**DESCRIZIONE DEL PROBLEMA**
Elenca, copiandole per intero, tutte le righe riportate sotto che contengono la parola "dark".

**MATERIALE DA ELABORARE**
☆ ☆ ☆ ☆

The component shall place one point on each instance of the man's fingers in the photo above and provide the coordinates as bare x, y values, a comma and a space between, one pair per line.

☆ ☆ ☆ ☆

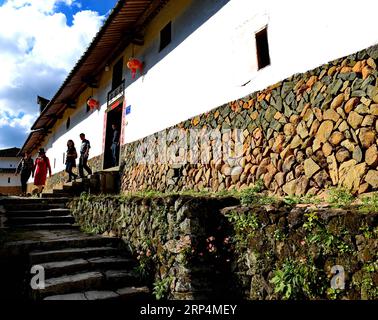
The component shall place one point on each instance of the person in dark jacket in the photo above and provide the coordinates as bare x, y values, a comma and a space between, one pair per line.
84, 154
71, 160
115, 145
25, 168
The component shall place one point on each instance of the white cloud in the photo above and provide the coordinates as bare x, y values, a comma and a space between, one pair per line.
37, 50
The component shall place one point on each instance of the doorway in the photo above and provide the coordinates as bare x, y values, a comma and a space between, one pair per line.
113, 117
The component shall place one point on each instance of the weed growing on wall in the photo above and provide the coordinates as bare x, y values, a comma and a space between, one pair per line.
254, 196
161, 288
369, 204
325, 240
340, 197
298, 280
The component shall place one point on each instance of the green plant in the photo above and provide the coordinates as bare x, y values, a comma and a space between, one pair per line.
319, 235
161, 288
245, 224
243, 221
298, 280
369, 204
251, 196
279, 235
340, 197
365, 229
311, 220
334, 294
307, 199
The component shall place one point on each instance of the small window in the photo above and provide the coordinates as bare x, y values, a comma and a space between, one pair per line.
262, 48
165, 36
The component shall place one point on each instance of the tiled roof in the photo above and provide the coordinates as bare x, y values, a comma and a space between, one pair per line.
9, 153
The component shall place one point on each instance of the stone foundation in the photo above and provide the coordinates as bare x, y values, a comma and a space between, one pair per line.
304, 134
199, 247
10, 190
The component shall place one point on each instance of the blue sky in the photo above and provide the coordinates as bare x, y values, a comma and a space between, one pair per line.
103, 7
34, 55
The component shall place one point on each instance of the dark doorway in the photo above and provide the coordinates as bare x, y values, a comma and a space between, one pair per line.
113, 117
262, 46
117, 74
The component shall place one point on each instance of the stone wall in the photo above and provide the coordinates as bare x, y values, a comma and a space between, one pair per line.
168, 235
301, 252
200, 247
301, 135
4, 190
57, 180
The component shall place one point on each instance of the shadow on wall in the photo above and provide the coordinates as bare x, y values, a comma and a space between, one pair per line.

☆ ☆ ☆ ☆

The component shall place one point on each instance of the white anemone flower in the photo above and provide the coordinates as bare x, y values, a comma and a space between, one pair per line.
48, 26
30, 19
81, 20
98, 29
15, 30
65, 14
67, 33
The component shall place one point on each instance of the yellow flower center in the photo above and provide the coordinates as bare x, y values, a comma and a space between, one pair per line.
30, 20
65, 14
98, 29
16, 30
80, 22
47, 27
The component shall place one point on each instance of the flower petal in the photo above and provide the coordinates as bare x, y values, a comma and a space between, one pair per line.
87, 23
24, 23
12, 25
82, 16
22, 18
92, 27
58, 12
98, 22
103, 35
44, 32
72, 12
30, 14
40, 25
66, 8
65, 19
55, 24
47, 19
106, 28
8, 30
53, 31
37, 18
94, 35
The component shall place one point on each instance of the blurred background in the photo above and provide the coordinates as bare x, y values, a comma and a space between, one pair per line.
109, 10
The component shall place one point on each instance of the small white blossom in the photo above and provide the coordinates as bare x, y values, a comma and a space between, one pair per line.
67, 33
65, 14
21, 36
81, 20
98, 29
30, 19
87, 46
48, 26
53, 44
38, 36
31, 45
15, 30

☆ ☆ ☆ ☆

**RISULTATO**
The component shall place one point on each instance of the person in dark jacket in the photo above and provide the coordinates as bare x, y values, a comma and a space between, one pair per line.
The component shall place one point on each instance of the dark doorway in the photo above and provide the coordinates as bare x, y values, a comma and a space between, one pair per line.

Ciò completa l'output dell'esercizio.